> **Given entries**
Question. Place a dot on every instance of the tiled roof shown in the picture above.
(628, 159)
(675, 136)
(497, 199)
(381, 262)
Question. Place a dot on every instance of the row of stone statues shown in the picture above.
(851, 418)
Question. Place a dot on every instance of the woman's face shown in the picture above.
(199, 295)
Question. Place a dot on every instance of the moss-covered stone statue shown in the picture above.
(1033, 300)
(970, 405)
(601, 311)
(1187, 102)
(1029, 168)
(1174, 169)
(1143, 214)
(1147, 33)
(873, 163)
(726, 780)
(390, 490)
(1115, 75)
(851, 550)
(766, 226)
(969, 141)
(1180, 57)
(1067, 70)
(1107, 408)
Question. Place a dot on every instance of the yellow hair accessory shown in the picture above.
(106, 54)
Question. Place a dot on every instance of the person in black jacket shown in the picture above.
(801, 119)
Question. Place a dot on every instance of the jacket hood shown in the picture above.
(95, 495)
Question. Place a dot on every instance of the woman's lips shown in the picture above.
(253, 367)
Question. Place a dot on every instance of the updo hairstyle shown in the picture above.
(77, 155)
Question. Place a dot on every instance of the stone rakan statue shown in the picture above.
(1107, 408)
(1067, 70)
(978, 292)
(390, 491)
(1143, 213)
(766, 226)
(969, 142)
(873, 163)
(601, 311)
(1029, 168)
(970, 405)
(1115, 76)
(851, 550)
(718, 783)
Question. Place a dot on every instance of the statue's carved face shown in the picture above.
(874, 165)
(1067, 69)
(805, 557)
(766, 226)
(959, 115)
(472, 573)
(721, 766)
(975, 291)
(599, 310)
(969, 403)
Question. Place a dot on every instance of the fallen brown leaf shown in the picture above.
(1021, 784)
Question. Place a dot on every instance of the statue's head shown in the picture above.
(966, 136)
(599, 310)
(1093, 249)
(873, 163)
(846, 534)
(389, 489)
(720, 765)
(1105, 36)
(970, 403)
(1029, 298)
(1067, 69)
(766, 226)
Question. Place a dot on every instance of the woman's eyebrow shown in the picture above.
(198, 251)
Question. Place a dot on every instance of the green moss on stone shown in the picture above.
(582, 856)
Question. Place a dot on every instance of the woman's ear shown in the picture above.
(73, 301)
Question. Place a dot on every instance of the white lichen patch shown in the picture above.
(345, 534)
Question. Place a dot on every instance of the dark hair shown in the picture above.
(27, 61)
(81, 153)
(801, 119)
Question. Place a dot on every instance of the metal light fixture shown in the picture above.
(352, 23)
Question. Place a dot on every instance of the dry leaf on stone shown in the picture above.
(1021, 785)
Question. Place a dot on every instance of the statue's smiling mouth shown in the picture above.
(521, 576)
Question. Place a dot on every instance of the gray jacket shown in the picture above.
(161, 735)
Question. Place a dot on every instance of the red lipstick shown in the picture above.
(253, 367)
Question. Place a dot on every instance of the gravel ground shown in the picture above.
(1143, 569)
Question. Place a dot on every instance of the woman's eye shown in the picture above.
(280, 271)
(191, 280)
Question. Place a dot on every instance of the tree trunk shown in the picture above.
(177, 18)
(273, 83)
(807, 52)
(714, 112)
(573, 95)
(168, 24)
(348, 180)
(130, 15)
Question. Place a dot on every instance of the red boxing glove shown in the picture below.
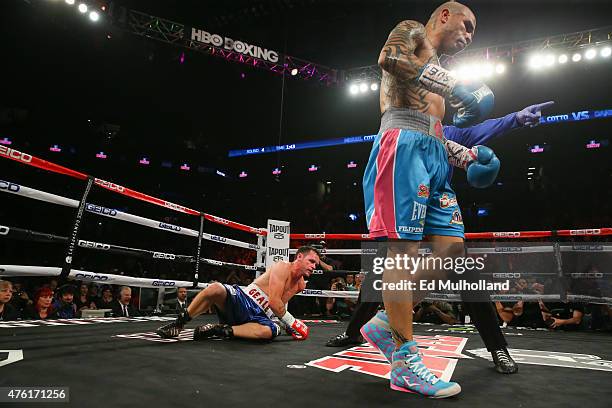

> **What to do**
Render every line of the rows above as a Markdown table with two columns, Index for the line number and Line for the text. Skip blank lines and leave out the pictures.

> **Answer for this exercise**
| Index | Line |
|---|---|
| 1 | Question. Place a dot on every instance of the tiled roof shown in the picture above. |
| 2 | (628, 159) |
| 3 | (675, 136) |
| 4 | (497, 199) |
| 5 | (381, 262) |
| 6 | Question. Place a dot on every instance of the row of stone statues shown in the picture above. |
| 7 | (851, 418) |
| 8 | Question. Place a dot on every instance of the woman's face shown in the picture above. |
| 9 | (199, 295) |
| 10 | Question. Place a dot on every instance of the moss-covered stone statue shown in the picture above. |
| 11 | (1033, 300) |
| 12 | (970, 405) |
| 13 | (601, 311) |
| 14 | (1187, 102) |
| 15 | (1029, 168) |
| 16 | (1174, 169) |
| 17 | (1143, 214) |
| 18 | (1147, 33) |
| 19 | (873, 163) |
| 20 | (726, 780) |
| 21 | (390, 490) |
| 22 | (1115, 75) |
| 23 | (851, 550) |
| 24 | (766, 226) |
| 25 | (969, 141) |
| 26 | (1180, 57) |
| 27 | (1067, 70) |
| 28 | (1107, 408) |
| 29 | Question. Place a dot on every instance of the yellow hair accessory shown in the picture above. |
| 30 | (106, 54) |
| 31 | Question. Place a dot on every instance of the person in black jacket shown in the picture above. |
| 32 | (801, 119) |
| 33 | Question. Place a dot on every instance of the jacket hood shown in the picture above. |
| 34 | (95, 495) |
| 35 | Question. Place a dot on every instance of the woman's lips shown in the picture above. |
| 36 | (253, 367) |
| 37 | Question. Place a dot on every instance of the updo hairstyle shown in the picture above. |
| 38 | (77, 155) |
| 39 | Question. Place a dot on every instance of the stone rakan statue shown in the picture above. |
| 40 | (1107, 408) |
| 41 | (1067, 70) |
| 42 | (978, 292) |
| 43 | (390, 491) |
| 44 | (1143, 213) |
| 45 | (766, 226) |
| 46 | (969, 142) |
| 47 | (873, 163) |
| 48 | (601, 311) |
| 49 | (1029, 168) |
| 50 | (970, 405) |
| 51 | (1115, 76) |
| 52 | (851, 550) |
| 53 | (718, 783) |
| 54 | Question. Place a dot on every instance of the statue's carved face shown in the picture above. |
| 55 | (874, 165) |
| 56 | (1067, 69) |
| 57 | (805, 557) |
| 58 | (766, 226) |
| 59 | (959, 115) |
| 60 | (472, 573) |
| 61 | (721, 766) |
| 62 | (975, 291) |
| 63 | (599, 310) |
| 64 | (969, 403) |
| 65 | Question. Place a dot on every instance of the fallen brown leaf shown in the picture above. |
| 66 | (1021, 784) |
| 67 | Question. Place a dot on every instance of the statue's head shown in the picture above. |
| 68 | (966, 136) |
| 69 | (599, 310) |
| 70 | (1093, 249) |
| 71 | (873, 163) |
| 72 | (846, 534) |
| 73 | (389, 489) |
| 74 | (720, 765) |
| 75 | (1105, 36) |
| 76 | (970, 403) |
| 77 | (1029, 298) |
| 78 | (1067, 69) |
| 79 | (766, 226) |
| 80 | Question. Place a dot on every instance of the woman's eyebrow shown in the picture above. |
| 81 | (198, 251) |
| 82 | Question. Place a dot on every instance of the green moss on stone shown in the picture above. |
| 83 | (582, 856) |
| 84 | Question. Place a dot on every instance of the woman's ear shown in the picture above. |
| 85 | (73, 301) |
| 86 | Question. Place a dot on every instance of the white lichen patch shown in the picture above. |
| 87 | (345, 534) |
| 88 | Question. Place a dot on every instance of the dark hair shown in the picture above. |
| 89 | (27, 61) |
| 90 | (81, 153) |
| 91 | (801, 119) |
| 92 | Question. Place a dot on every instance of the metal light fixture shown in the picture above. |
| 93 | (352, 23) |
| 94 | Question. Place a dot on every instance of the dry leaf on stone shown in the picture above. |
| 95 | (1021, 785) |
| 96 | Question. Place a dot on every instance of the statue's smiling mouth shown in the picture above. |
| 97 | (521, 576) |
| 98 | Question. Place a dot on every instance of the gray jacket shown in the picture above. |
| 99 | (161, 735) |
| 100 | Question. Place a dot on every instance of the red lipstick shown in the picture above. |
| 101 | (253, 367) |
| 102 | Question. Place a dot on every instance of the gravel ground shown in the picture above. |
| 103 | (1143, 569) |
| 104 | Question. Place a dot on every instance of the woman's eye shown in the picture above. |
| 105 | (280, 271) |
| 106 | (191, 280) |
| 107 | Question. Place a dot on every instance of the tree trunk shown in the picture above. |
| 108 | (177, 18) |
| 109 | (273, 83) |
| 110 | (807, 52) |
| 111 | (714, 112) |
| 112 | (573, 95) |
| 113 | (168, 24) |
| 114 | (348, 180) |
| 115 | (130, 15) |
| 116 | Question. Place a dot on every instance of the red boxing glove shown in the picture below. |